Provided data

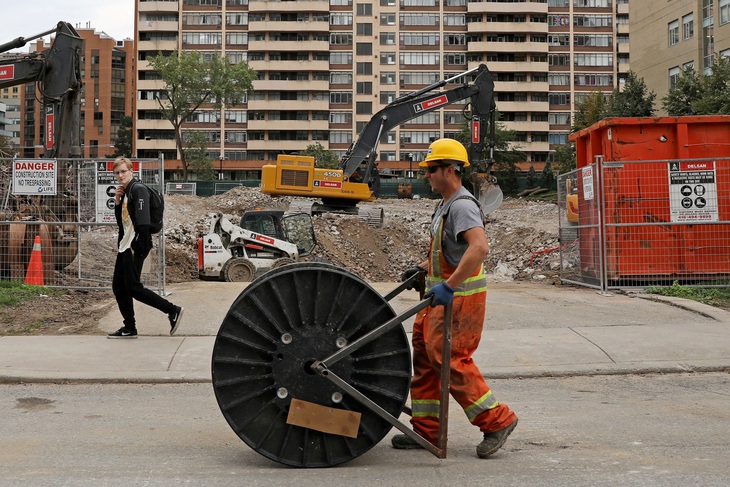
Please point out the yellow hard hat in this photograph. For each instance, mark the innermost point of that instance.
(446, 151)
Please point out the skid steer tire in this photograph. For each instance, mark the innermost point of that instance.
(238, 269)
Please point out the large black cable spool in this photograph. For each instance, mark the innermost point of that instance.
(275, 329)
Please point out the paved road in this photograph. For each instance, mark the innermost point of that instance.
(650, 430)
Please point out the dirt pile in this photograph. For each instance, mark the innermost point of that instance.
(523, 236)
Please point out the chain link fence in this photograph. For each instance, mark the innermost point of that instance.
(643, 223)
(67, 206)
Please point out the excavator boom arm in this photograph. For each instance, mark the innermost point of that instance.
(480, 93)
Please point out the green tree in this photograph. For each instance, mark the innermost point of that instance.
(531, 180)
(123, 143)
(564, 158)
(592, 110)
(681, 98)
(547, 178)
(323, 158)
(190, 82)
(715, 89)
(631, 100)
(196, 153)
(7, 149)
(506, 157)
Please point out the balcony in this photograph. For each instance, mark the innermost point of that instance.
(288, 124)
(521, 86)
(303, 26)
(526, 127)
(278, 145)
(523, 106)
(508, 47)
(155, 46)
(298, 6)
(287, 105)
(507, 27)
(290, 85)
(301, 66)
(153, 124)
(158, 26)
(517, 66)
(288, 46)
(507, 7)
(158, 6)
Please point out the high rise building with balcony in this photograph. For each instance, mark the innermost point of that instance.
(326, 66)
(107, 68)
(677, 35)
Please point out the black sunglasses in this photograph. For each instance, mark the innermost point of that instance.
(433, 169)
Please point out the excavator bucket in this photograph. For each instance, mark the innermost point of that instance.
(487, 192)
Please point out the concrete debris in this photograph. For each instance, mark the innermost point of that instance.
(523, 236)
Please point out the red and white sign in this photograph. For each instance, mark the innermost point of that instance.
(693, 192)
(50, 128)
(7, 71)
(476, 126)
(328, 184)
(264, 239)
(432, 103)
(34, 176)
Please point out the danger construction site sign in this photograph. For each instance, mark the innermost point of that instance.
(35, 176)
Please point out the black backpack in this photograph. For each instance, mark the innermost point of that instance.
(157, 208)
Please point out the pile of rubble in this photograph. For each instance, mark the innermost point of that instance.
(523, 235)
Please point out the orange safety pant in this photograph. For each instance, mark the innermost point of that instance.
(468, 387)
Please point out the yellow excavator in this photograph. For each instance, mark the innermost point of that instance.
(357, 179)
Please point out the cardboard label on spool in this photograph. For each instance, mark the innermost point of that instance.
(323, 418)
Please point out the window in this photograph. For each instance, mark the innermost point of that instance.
(364, 88)
(387, 58)
(673, 77)
(688, 26)
(364, 107)
(341, 78)
(364, 9)
(363, 48)
(365, 29)
(387, 19)
(387, 97)
(673, 32)
(341, 117)
(364, 68)
(387, 77)
(341, 97)
(387, 38)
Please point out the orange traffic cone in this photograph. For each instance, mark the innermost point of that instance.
(34, 275)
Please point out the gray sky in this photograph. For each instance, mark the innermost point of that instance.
(25, 18)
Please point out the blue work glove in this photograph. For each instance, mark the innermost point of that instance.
(410, 273)
(442, 294)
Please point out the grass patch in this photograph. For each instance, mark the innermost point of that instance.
(714, 296)
(13, 293)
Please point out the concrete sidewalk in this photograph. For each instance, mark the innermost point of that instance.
(531, 330)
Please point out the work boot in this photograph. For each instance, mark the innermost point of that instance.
(494, 440)
(124, 332)
(175, 317)
(405, 442)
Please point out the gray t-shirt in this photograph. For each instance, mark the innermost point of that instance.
(464, 214)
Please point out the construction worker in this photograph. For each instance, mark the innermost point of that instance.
(454, 273)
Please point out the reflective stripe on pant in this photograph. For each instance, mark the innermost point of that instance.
(468, 386)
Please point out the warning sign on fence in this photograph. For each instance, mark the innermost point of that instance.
(693, 191)
(34, 176)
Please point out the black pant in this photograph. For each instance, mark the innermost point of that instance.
(127, 286)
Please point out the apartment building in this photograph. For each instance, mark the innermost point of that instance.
(677, 34)
(325, 67)
(108, 75)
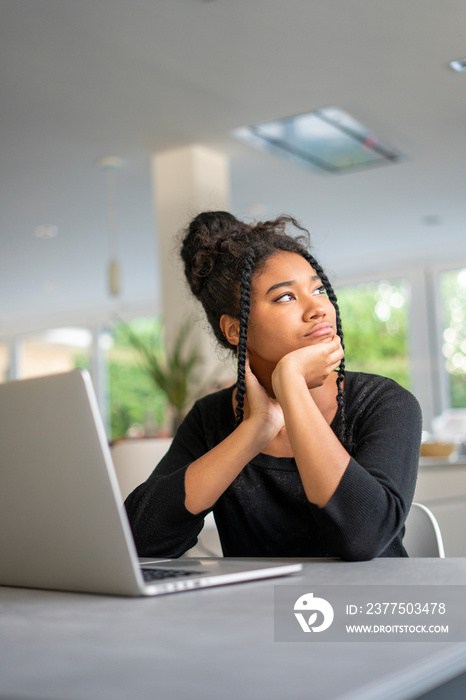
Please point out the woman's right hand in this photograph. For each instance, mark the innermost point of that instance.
(261, 407)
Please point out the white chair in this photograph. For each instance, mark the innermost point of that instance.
(135, 460)
(423, 537)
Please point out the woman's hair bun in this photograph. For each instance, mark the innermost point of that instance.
(208, 235)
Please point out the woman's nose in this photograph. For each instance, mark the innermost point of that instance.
(314, 308)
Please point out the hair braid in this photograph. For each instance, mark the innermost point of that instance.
(341, 370)
(245, 297)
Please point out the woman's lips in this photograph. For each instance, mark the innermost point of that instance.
(323, 329)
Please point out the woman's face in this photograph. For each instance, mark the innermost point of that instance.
(289, 310)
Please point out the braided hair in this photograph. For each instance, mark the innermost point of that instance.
(220, 255)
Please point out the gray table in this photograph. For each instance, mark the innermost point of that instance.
(215, 643)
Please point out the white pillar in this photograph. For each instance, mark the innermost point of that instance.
(186, 181)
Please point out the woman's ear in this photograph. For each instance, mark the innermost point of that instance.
(230, 328)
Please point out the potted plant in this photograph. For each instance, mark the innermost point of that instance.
(175, 372)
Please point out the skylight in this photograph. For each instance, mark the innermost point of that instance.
(328, 140)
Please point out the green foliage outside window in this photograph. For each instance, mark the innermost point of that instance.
(453, 294)
(135, 402)
(374, 319)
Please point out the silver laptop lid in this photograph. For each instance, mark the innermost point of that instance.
(62, 521)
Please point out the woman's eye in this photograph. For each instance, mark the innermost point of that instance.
(320, 290)
(285, 297)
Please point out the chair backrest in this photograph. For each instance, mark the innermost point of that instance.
(423, 537)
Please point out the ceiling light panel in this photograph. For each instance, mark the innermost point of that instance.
(327, 140)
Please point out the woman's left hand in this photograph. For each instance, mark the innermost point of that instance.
(314, 362)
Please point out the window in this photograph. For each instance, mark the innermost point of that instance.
(375, 320)
(137, 406)
(453, 305)
(4, 361)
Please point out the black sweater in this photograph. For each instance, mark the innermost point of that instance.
(265, 512)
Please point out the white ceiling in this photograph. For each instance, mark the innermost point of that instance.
(84, 79)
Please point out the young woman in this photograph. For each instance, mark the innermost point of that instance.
(299, 458)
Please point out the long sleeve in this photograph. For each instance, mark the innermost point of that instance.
(160, 523)
(369, 507)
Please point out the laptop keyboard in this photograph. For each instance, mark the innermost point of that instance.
(159, 574)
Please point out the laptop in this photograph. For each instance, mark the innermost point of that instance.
(63, 525)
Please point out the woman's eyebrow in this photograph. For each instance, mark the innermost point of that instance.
(288, 283)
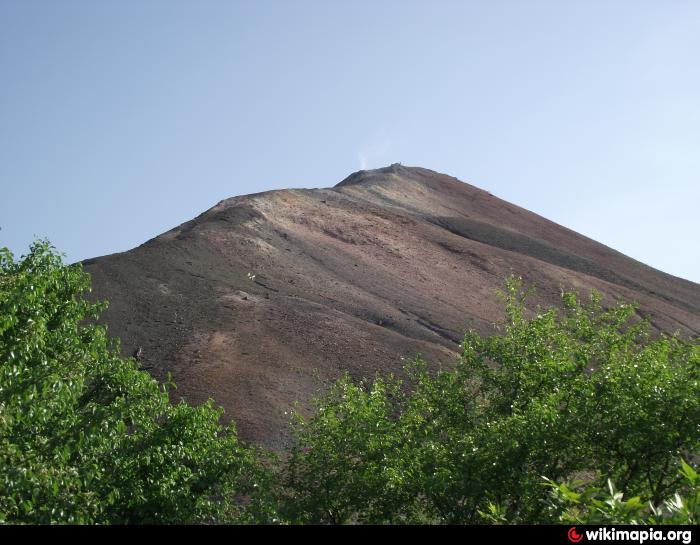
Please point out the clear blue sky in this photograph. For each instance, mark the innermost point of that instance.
(121, 119)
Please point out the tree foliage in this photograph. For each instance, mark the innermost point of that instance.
(85, 436)
(585, 392)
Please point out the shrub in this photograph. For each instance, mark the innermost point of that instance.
(586, 392)
(85, 436)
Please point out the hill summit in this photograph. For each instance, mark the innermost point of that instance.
(263, 298)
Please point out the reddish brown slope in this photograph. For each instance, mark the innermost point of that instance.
(389, 263)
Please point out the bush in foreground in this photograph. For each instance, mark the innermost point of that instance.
(85, 436)
(585, 393)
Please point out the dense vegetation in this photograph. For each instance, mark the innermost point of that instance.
(533, 424)
(85, 437)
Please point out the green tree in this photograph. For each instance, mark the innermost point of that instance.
(583, 391)
(85, 436)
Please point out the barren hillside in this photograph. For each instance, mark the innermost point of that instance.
(263, 297)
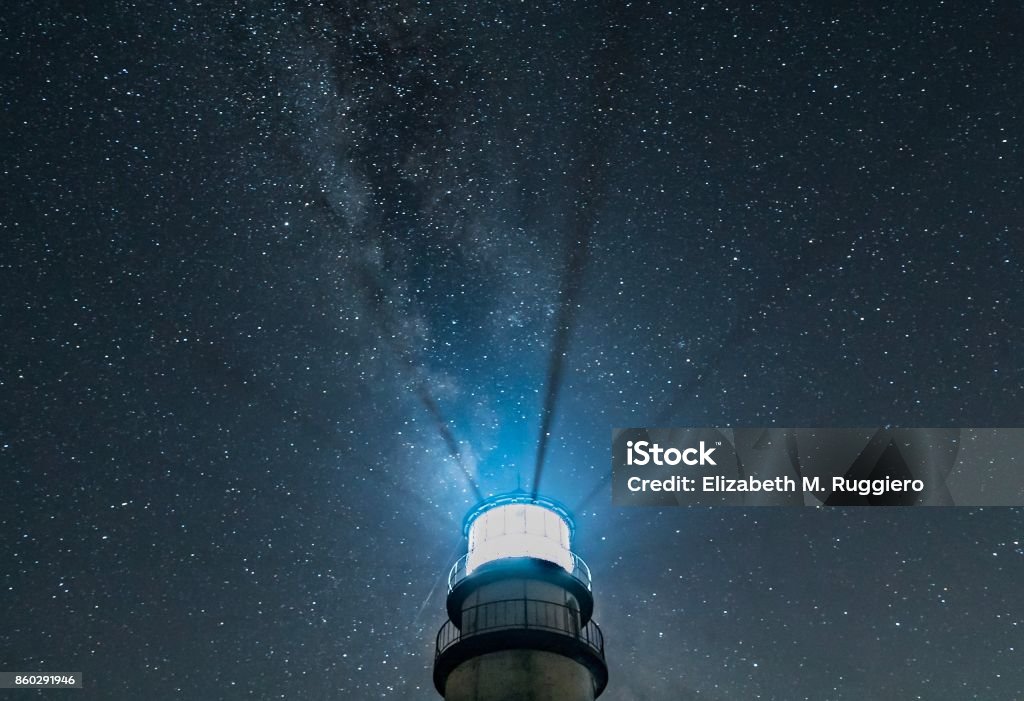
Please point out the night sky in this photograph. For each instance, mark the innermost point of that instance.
(278, 276)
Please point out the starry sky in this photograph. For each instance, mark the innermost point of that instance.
(287, 285)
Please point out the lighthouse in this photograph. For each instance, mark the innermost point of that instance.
(519, 609)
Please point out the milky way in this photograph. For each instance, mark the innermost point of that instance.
(286, 285)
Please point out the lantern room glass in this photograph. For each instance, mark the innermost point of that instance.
(518, 530)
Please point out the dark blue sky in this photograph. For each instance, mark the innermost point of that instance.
(256, 252)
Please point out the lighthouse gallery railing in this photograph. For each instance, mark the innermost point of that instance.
(520, 614)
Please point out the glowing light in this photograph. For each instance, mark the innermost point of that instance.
(519, 530)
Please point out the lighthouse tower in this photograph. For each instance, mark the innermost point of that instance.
(519, 609)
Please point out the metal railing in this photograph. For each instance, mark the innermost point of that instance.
(580, 570)
(521, 614)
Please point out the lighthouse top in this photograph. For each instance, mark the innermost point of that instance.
(518, 525)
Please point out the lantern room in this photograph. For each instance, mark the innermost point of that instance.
(519, 525)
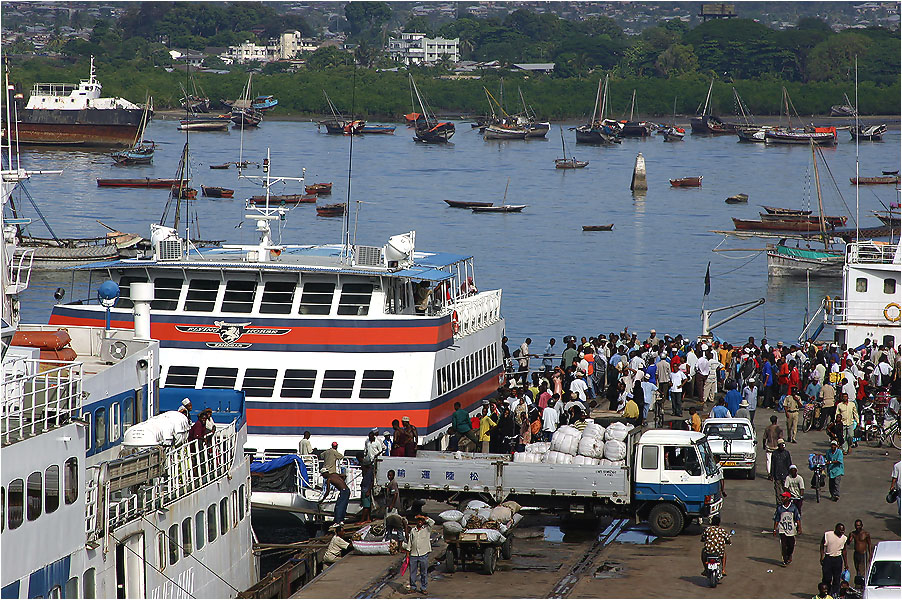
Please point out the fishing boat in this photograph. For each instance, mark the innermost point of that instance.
(428, 128)
(738, 199)
(599, 130)
(151, 182)
(216, 192)
(868, 133)
(466, 204)
(568, 163)
(687, 182)
(319, 189)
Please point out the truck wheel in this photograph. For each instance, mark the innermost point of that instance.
(488, 560)
(665, 520)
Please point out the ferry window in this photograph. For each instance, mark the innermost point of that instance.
(376, 384)
(99, 428)
(201, 295)
(166, 292)
(338, 384)
(16, 503)
(355, 299)
(224, 515)
(298, 383)
(125, 300)
(649, 457)
(70, 483)
(222, 378)
(317, 298)
(173, 544)
(87, 584)
(259, 383)
(239, 296)
(51, 488)
(187, 546)
(277, 297)
(179, 376)
(199, 529)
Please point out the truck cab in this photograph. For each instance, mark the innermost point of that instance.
(733, 443)
(676, 480)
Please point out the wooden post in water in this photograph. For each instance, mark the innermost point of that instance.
(639, 183)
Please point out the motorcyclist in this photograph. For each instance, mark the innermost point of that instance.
(714, 541)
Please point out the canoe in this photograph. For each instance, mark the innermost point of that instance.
(142, 182)
(687, 182)
(319, 188)
(501, 208)
(466, 204)
(216, 192)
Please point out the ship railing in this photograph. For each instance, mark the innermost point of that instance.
(38, 396)
(871, 252)
(475, 312)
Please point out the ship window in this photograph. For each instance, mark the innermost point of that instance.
(317, 298)
(202, 295)
(239, 296)
(199, 529)
(187, 546)
(179, 376)
(222, 378)
(376, 384)
(16, 503)
(355, 299)
(298, 383)
(51, 488)
(338, 384)
(211, 523)
(71, 480)
(173, 544)
(125, 283)
(99, 428)
(259, 383)
(166, 292)
(277, 297)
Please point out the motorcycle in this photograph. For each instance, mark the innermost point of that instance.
(714, 566)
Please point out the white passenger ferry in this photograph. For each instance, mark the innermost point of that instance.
(333, 339)
(85, 514)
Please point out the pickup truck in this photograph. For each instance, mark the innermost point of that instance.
(668, 479)
(733, 443)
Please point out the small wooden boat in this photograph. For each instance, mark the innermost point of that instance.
(880, 179)
(321, 189)
(687, 182)
(284, 199)
(150, 182)
(216, 192)
(330, 210)
(738, 199)
(466, 204)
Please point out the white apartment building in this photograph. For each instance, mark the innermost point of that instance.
(416, 48)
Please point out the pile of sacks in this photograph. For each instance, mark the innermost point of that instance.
(479, 517)
(595, 445)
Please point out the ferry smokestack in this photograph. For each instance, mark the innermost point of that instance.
(141, 295)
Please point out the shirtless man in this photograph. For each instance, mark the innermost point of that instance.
(860, 540)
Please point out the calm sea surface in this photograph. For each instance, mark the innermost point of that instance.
(557, 280)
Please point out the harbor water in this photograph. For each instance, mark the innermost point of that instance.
(557, 280)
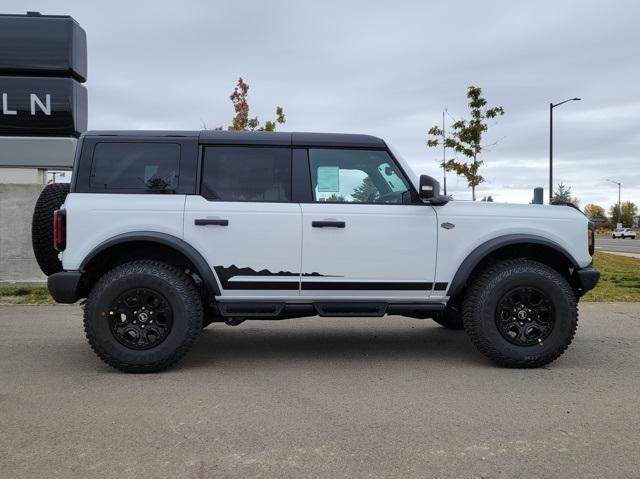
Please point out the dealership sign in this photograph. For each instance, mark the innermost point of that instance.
(43, 61)
(42, 106)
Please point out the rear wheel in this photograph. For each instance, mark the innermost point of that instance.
(143, 316)
(520, 313)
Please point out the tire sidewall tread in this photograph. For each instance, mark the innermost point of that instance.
(486, 290)
(178, 289)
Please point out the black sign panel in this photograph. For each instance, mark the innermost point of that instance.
(42, 106)
(42, 45)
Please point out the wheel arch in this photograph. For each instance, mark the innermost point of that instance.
(514, 246)
(148, 245)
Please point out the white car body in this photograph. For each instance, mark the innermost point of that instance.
(411, 244)
(624, 233)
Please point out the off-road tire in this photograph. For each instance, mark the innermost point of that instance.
(480, 304)
(50, 199)
(451, 318)
(181, 294)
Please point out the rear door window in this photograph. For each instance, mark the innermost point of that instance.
(231, 173)
(135, 166)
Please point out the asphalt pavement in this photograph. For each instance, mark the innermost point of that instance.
(390, 397)
(618, 245)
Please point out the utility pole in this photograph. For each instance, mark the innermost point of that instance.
(551, 107)
(444, 157)
(619, 218)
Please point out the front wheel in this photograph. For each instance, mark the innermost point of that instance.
(143, 316)
(520, 313)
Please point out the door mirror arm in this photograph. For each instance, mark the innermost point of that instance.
(429, 191)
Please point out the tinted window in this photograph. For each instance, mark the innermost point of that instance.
(246, 174)
(356, 176)
(146, 166)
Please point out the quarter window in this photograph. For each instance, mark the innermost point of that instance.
(356, 176)
(246, 174)
(135, 166)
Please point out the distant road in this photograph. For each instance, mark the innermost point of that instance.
(619, 245)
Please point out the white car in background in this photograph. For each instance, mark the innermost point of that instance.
(624, 233)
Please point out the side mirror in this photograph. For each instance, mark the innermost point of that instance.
(429, 187)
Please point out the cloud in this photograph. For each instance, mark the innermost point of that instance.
(388, 69)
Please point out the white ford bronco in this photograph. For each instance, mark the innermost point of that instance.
(166, 232)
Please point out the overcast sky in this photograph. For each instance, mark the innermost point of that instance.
(387, 69)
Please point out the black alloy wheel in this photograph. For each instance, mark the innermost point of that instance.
(525, 316)
(140, 318)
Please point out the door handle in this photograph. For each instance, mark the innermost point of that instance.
(328, 224)
(207, 221)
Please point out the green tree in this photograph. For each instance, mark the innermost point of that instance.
(562, 194)
(335, 198)
(628, 215)
(241, 120)
(366, 192)
(466, 138)
(592, 211)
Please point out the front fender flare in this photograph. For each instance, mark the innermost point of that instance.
(473, 259)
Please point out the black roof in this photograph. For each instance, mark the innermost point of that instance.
(256, 137)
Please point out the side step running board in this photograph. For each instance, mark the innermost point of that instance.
(359, 309)
(352, 309)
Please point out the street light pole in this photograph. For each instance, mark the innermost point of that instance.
(551, 107)
(444, 157)
(619, 205)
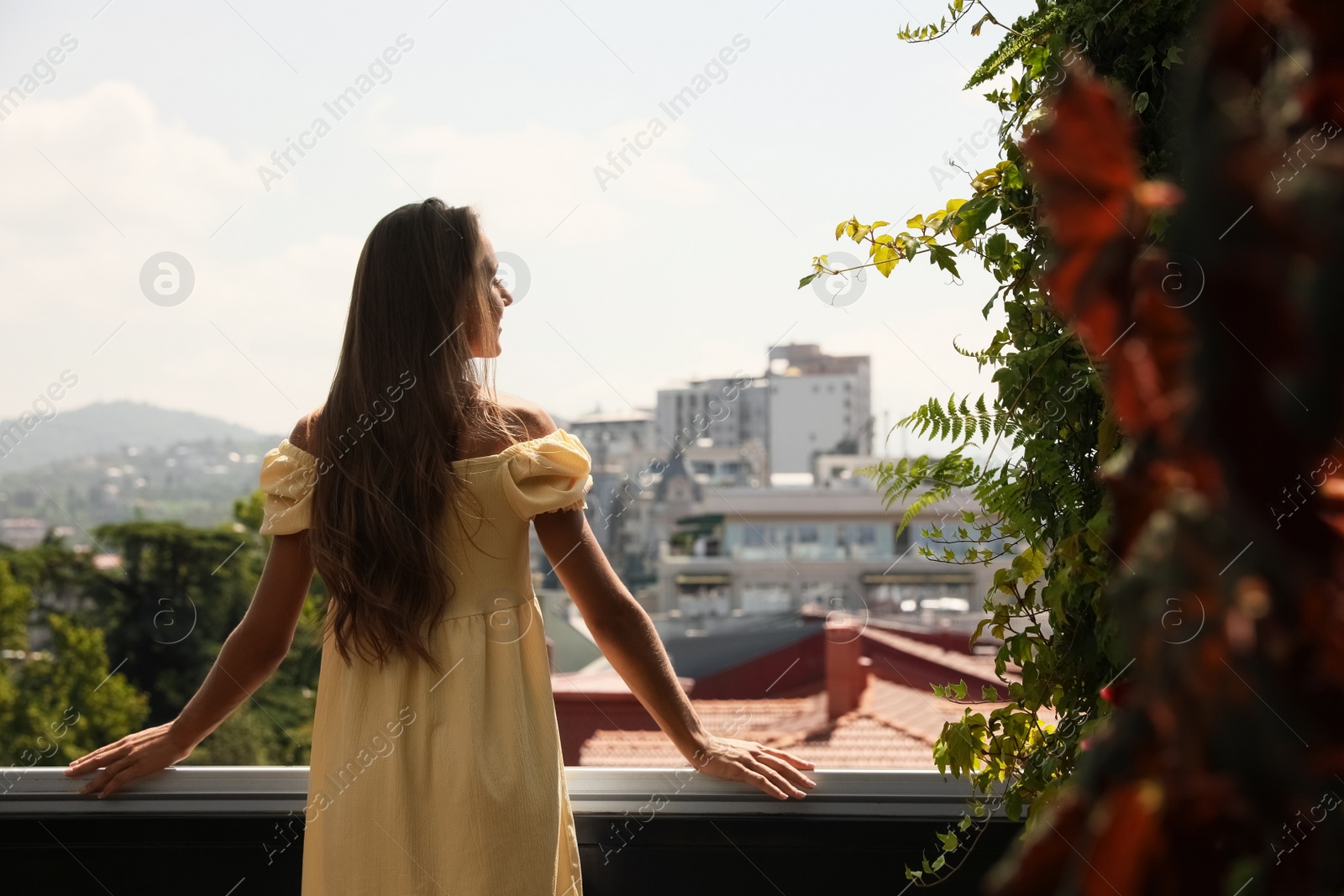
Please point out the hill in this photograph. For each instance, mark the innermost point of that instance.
(107, 427)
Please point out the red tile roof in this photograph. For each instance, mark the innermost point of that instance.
(894, 727)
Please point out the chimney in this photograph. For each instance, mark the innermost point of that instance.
(847, 668)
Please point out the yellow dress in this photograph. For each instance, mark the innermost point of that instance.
(448, 782)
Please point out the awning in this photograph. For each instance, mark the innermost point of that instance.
(918, 578)
(703, 578)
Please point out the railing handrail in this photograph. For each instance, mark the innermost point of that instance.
(279, 790)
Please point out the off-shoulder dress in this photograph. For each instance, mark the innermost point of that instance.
(449, 781)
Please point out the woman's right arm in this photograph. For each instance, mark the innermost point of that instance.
(253, 651)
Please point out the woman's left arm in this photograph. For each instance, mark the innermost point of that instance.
(250, 654)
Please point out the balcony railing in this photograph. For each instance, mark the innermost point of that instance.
(640, 831)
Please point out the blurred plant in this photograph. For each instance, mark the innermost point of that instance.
(1210, 775)
(1048, 430)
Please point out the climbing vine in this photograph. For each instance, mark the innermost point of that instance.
(1032, 453)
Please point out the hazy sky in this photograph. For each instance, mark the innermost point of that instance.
(147, 137)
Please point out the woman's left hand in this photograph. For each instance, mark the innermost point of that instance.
(132, 757)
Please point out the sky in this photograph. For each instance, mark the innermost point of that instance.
(152, 134)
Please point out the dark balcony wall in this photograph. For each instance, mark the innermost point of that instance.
(729, 855)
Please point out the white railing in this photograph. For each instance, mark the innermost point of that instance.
(277, 790)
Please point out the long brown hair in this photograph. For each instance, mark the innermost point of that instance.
(405, 394)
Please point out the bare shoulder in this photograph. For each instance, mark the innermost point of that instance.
(528, 416)
(302, 434)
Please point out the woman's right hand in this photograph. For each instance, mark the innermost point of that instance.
(132, 757)
(774, 772)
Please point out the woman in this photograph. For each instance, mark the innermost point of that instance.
(436, 761)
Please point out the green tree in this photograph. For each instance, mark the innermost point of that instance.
(1047, 432)
(64, 703)
(176, 595)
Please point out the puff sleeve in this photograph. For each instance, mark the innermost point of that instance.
(550, 473)
(288, 474)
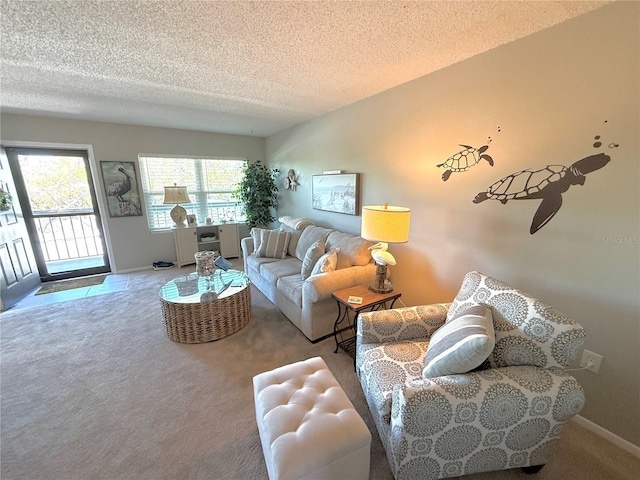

Requirements
Convert the part of the items that opens with the line containing "Please point out the railing" and closes with the line containing "(1048, 430)", both of those lines included, into a JSON list of strings with one string per line and blank lines omitted.

Task output
[
  "Please point out the railing handrail in this photograph. For each instance, mark the innermost point of that instance.",
  "(279, 790)",
  "Please point out the off-shoulder dress in this photograph. For each instance, mark the innermost point of that instance.",
  "(449, 781)",
  "Please point out the woman's right arm in this photograph. For each instance, mark the innermost point of that instance.",
  "(253, 651)",
  "Please point out the woman's left arm in this photograph. For each instance, mark the innermost point of that instance.",
  "(250, 654)",
  "Please point out the balcony railing in this photograph. For each instance, mark the innermost point of that instance.",
  "(640, 831)",
  "Please point out the blurred plant in this photograph. For each instance, mark the innermost point of that instance.",
  "(1210, 775)",
  "(1048, 430)"
]